__Work to be completed__.
Begin at the line containing "Your task in" in the data below and go on through the line containing "positive clicks: (373, 945)", repeating each line exactly; include both ends and no other line.
====
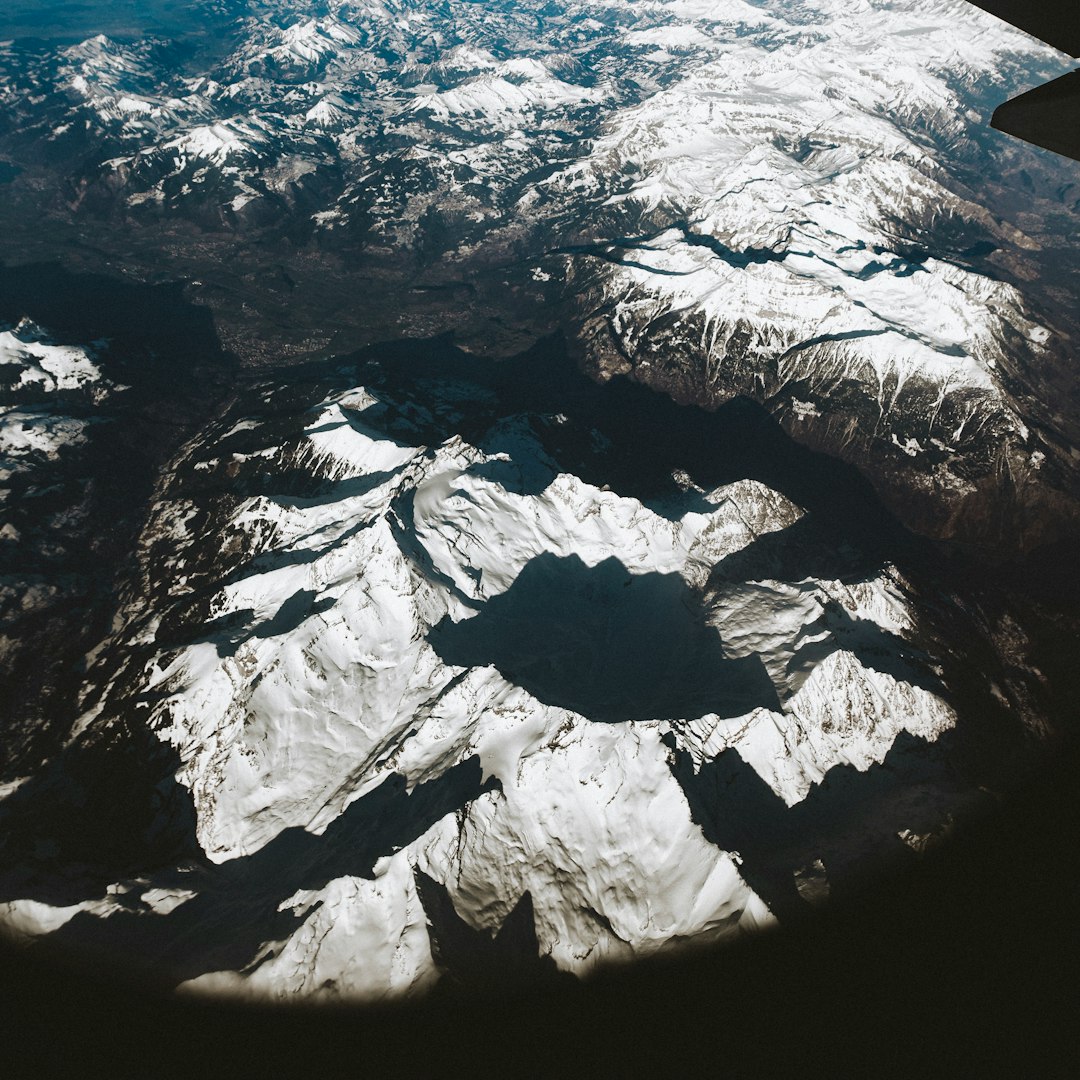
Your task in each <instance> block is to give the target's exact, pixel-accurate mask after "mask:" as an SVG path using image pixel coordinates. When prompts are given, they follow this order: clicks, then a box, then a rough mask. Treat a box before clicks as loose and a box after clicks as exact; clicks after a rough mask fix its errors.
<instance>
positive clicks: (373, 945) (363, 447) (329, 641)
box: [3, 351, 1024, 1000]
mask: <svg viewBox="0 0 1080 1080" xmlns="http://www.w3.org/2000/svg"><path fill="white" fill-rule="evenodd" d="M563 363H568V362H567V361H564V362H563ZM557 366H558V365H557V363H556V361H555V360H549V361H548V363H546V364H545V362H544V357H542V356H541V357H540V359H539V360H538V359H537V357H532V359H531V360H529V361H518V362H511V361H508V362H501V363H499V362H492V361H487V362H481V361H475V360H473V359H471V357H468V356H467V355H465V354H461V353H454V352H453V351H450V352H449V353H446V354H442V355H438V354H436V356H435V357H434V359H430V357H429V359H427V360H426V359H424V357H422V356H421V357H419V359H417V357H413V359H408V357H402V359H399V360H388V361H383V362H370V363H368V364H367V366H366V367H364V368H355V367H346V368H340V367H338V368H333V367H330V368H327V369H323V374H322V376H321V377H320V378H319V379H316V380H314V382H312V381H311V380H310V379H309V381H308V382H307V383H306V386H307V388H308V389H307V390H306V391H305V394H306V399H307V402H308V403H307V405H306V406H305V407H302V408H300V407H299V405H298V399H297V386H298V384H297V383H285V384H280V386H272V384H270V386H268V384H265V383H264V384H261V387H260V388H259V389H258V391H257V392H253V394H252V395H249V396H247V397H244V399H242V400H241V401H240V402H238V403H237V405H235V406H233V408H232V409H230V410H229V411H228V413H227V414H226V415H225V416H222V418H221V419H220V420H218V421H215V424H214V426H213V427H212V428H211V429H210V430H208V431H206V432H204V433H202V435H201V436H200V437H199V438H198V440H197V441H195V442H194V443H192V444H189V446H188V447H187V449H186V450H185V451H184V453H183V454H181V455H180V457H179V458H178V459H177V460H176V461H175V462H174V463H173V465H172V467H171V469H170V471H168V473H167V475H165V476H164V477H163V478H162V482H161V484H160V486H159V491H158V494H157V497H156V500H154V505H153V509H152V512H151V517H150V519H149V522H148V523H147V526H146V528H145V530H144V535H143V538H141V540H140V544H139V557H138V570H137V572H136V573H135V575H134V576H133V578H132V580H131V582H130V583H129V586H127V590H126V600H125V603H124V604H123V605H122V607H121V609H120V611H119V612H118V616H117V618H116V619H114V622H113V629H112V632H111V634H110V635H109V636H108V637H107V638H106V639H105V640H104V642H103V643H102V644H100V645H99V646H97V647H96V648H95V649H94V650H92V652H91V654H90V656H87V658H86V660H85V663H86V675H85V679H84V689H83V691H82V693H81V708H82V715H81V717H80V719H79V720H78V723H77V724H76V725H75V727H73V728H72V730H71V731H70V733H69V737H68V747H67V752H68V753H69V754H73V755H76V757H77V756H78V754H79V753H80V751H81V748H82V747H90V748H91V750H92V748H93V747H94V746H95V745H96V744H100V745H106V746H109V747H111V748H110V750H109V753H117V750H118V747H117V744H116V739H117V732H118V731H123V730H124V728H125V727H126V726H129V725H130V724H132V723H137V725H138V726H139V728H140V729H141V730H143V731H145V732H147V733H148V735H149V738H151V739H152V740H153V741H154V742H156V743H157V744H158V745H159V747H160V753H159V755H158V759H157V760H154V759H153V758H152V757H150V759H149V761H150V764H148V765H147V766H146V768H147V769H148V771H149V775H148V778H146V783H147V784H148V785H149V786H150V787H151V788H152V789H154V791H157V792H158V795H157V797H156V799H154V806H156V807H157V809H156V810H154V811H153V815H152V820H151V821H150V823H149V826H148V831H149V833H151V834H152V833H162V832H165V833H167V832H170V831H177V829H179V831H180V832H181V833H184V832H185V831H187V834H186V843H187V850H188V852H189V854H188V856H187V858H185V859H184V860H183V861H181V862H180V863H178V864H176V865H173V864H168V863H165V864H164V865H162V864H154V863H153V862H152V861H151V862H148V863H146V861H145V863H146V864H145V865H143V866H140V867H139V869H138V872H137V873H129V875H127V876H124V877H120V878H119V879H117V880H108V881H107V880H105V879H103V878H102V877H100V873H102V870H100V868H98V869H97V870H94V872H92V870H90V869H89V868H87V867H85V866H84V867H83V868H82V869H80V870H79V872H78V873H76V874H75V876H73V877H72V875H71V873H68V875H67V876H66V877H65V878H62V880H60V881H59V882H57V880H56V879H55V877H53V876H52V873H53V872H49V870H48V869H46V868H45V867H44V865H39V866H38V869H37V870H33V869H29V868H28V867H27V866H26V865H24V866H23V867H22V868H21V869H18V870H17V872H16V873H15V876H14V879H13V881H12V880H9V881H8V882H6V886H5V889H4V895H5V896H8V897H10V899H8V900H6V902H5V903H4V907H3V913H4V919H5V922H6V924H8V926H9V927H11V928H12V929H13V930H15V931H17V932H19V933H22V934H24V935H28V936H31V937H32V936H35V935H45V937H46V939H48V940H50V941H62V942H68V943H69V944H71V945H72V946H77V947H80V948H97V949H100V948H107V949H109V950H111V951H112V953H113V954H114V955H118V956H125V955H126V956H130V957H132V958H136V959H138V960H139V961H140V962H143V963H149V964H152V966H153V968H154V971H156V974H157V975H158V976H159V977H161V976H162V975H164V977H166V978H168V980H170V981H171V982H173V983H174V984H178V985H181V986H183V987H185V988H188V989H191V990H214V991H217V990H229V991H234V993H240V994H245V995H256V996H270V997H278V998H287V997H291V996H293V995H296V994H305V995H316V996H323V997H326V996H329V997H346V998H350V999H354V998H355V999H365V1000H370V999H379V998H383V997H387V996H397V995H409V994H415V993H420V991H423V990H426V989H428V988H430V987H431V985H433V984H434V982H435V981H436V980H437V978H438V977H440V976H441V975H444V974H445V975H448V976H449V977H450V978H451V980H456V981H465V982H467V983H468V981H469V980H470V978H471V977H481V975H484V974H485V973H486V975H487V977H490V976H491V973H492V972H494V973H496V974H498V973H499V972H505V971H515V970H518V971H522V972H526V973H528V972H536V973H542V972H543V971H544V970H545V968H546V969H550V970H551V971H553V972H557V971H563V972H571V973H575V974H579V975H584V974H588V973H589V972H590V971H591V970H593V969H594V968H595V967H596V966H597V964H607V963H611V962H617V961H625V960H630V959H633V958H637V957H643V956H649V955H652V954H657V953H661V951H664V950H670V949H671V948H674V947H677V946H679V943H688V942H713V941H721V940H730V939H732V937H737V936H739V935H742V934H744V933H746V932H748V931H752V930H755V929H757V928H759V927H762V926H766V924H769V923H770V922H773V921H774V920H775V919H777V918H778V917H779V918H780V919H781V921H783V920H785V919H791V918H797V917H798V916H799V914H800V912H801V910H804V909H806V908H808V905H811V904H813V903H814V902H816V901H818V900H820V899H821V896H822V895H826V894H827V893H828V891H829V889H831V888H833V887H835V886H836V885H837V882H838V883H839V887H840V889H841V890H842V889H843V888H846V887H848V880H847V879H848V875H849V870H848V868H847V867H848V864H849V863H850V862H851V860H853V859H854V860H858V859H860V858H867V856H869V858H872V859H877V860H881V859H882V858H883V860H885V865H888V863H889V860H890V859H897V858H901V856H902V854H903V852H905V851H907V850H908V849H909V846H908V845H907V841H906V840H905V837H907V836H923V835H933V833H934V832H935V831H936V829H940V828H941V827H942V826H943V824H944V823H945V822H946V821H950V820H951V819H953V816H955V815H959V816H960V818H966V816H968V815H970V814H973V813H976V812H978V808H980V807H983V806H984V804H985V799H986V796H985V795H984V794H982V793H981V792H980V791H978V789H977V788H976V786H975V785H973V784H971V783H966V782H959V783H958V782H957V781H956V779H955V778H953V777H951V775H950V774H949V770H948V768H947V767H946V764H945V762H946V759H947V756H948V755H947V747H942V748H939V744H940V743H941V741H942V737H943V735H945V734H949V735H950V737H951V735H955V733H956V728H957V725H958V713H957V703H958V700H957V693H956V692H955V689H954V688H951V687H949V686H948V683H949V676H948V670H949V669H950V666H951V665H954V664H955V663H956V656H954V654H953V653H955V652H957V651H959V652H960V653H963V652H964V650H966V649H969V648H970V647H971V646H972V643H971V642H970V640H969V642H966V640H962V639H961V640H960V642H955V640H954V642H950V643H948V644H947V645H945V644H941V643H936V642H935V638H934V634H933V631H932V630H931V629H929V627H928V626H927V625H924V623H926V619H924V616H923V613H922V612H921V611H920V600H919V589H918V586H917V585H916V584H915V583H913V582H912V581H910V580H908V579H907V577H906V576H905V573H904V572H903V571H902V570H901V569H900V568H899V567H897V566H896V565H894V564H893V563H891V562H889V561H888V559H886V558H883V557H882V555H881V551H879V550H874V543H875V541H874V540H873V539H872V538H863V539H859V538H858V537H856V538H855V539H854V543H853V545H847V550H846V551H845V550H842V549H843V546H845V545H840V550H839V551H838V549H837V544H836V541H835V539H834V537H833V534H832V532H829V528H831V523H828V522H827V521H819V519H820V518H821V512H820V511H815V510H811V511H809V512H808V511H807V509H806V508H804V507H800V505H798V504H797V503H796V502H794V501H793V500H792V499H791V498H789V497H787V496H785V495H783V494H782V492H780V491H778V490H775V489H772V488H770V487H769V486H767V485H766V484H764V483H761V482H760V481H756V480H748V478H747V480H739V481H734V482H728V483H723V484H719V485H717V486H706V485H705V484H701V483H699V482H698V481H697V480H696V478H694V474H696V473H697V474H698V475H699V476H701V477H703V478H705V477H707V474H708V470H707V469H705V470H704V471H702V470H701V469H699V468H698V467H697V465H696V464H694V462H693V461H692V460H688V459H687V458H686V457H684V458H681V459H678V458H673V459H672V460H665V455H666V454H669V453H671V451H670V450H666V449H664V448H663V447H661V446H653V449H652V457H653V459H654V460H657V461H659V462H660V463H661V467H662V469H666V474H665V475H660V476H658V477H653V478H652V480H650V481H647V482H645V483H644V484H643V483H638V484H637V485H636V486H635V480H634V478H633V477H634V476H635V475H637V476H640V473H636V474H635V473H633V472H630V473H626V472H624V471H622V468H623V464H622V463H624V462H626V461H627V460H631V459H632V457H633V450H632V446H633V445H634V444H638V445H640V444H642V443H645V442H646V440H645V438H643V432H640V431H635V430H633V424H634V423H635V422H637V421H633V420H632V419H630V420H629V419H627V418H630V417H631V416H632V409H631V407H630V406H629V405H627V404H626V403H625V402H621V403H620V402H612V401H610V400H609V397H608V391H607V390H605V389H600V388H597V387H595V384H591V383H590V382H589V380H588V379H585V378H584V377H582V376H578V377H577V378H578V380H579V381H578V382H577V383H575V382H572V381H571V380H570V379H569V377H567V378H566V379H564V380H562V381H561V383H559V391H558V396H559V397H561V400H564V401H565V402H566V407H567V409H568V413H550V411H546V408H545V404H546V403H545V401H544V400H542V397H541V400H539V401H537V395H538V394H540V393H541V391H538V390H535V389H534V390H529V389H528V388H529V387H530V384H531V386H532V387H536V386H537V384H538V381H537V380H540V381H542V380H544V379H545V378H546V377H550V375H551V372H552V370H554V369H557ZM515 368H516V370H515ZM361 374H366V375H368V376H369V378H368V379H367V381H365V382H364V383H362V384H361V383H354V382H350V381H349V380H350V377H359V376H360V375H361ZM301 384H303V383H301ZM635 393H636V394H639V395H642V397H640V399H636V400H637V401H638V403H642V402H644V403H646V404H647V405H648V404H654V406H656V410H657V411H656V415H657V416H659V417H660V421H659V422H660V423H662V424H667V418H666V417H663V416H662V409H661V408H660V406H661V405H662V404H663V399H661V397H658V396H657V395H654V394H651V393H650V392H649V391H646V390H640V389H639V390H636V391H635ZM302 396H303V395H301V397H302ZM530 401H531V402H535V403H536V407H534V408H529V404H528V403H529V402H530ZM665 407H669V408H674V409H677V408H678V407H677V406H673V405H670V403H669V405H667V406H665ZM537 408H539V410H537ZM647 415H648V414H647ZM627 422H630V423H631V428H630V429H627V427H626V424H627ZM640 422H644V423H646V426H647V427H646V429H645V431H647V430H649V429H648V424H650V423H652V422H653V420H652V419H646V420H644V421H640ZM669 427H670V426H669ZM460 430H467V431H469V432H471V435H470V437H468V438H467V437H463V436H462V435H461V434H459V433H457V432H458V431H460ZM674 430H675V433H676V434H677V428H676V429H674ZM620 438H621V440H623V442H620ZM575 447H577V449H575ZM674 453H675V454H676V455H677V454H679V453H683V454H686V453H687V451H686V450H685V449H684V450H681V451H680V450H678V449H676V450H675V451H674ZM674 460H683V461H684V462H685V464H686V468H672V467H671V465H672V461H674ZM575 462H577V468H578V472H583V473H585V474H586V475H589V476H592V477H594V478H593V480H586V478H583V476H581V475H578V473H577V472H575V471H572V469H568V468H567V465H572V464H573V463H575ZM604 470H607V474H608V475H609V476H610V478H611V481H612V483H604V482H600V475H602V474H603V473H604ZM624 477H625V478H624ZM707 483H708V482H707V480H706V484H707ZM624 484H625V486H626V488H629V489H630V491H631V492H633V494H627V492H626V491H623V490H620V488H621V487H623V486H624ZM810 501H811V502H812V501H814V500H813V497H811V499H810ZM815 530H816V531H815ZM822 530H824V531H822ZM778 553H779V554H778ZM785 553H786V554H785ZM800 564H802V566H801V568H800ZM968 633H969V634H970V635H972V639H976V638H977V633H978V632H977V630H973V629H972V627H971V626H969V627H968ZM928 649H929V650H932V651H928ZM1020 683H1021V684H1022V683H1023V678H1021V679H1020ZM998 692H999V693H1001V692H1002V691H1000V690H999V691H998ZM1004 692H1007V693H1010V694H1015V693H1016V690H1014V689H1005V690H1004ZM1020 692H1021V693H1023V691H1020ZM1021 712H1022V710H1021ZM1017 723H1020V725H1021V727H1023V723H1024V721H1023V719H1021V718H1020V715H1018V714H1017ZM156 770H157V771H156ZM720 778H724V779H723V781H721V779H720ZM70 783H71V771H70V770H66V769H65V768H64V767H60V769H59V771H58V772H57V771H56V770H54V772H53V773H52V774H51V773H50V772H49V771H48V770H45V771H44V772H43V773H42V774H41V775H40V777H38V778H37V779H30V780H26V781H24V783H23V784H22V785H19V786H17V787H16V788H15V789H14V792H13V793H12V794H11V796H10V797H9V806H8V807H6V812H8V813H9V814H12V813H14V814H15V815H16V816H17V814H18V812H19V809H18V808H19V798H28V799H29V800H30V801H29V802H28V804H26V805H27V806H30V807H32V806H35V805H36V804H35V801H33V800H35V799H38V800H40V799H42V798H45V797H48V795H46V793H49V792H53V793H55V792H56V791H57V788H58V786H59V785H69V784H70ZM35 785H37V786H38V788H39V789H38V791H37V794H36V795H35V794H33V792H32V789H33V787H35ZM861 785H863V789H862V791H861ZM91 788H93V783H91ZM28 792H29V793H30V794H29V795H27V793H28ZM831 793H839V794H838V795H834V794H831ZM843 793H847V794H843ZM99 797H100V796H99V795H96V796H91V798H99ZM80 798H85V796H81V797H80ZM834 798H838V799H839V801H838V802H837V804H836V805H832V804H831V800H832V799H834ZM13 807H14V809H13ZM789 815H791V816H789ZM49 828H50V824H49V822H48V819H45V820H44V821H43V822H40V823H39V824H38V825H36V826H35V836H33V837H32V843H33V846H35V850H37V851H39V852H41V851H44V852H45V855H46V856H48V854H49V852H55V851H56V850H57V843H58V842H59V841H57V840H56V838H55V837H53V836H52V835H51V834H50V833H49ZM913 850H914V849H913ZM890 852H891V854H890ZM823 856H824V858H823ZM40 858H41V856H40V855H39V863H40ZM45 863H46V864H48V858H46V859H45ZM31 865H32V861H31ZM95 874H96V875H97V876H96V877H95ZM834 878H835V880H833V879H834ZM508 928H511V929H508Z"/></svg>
====
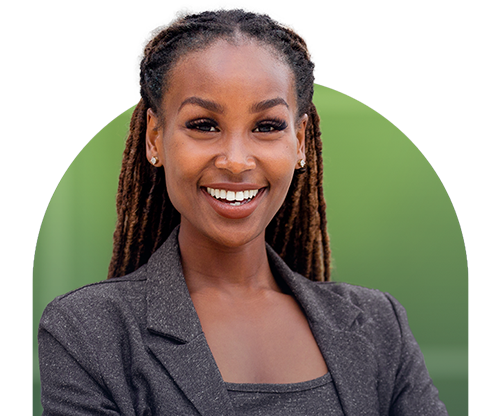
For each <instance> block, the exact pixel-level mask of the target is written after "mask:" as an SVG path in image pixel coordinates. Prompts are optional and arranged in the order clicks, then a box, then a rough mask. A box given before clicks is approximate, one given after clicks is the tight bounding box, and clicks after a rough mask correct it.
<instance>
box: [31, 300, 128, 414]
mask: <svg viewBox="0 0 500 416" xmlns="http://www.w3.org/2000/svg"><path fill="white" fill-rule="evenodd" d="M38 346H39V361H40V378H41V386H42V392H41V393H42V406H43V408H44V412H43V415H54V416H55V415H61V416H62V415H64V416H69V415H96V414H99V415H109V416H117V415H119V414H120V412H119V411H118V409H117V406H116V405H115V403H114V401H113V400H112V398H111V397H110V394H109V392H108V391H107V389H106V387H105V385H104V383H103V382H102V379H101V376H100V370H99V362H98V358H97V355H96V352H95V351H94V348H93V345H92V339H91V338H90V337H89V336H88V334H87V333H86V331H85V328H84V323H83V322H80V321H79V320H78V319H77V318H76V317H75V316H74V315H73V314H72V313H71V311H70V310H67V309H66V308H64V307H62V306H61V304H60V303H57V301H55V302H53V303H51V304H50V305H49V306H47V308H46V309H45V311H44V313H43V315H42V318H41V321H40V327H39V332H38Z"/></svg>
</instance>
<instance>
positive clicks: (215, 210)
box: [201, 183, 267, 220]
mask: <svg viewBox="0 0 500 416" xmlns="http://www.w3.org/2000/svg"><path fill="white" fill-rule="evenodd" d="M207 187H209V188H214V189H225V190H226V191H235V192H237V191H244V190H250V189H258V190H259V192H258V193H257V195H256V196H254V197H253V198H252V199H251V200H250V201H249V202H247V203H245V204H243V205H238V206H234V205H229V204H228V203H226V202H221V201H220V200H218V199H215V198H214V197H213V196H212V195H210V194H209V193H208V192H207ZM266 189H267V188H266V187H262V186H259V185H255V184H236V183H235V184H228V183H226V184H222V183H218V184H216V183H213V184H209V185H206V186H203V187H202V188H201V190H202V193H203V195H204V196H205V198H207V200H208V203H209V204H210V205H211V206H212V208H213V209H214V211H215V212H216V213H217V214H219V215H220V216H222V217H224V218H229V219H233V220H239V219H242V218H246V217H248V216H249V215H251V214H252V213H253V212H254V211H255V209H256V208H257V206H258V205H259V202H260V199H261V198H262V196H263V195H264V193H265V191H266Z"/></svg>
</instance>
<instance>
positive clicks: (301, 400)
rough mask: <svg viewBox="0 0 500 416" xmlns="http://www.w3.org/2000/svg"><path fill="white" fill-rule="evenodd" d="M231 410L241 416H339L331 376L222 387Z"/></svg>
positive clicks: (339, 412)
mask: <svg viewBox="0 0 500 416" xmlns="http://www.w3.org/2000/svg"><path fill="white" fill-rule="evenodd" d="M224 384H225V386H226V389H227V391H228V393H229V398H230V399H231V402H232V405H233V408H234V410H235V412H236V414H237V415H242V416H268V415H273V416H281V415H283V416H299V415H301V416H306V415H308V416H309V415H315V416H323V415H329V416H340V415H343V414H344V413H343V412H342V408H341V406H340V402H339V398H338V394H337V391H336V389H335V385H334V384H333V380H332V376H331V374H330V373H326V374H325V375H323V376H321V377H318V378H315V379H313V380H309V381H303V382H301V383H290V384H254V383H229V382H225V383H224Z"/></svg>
====
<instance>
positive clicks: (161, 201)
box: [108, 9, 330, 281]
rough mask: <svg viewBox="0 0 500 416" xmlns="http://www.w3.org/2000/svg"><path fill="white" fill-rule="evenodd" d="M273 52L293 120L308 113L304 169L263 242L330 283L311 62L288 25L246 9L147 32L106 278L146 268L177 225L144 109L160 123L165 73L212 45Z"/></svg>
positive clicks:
====
__Solved exercise__.
Your task in each <instance> block is to give the target's exact, pixel-accurate mask after "mask:" as an SVG path using image pixel coordinates. When prompts are given, they follow this order: clicks, then a box, then a rough mask. Treat a box before clicks as loose and a box after clicks as exact; clicks after a rough mask fix its errors.
<instance>
positive clicks: (373, 945) (363, 447) (329, 641)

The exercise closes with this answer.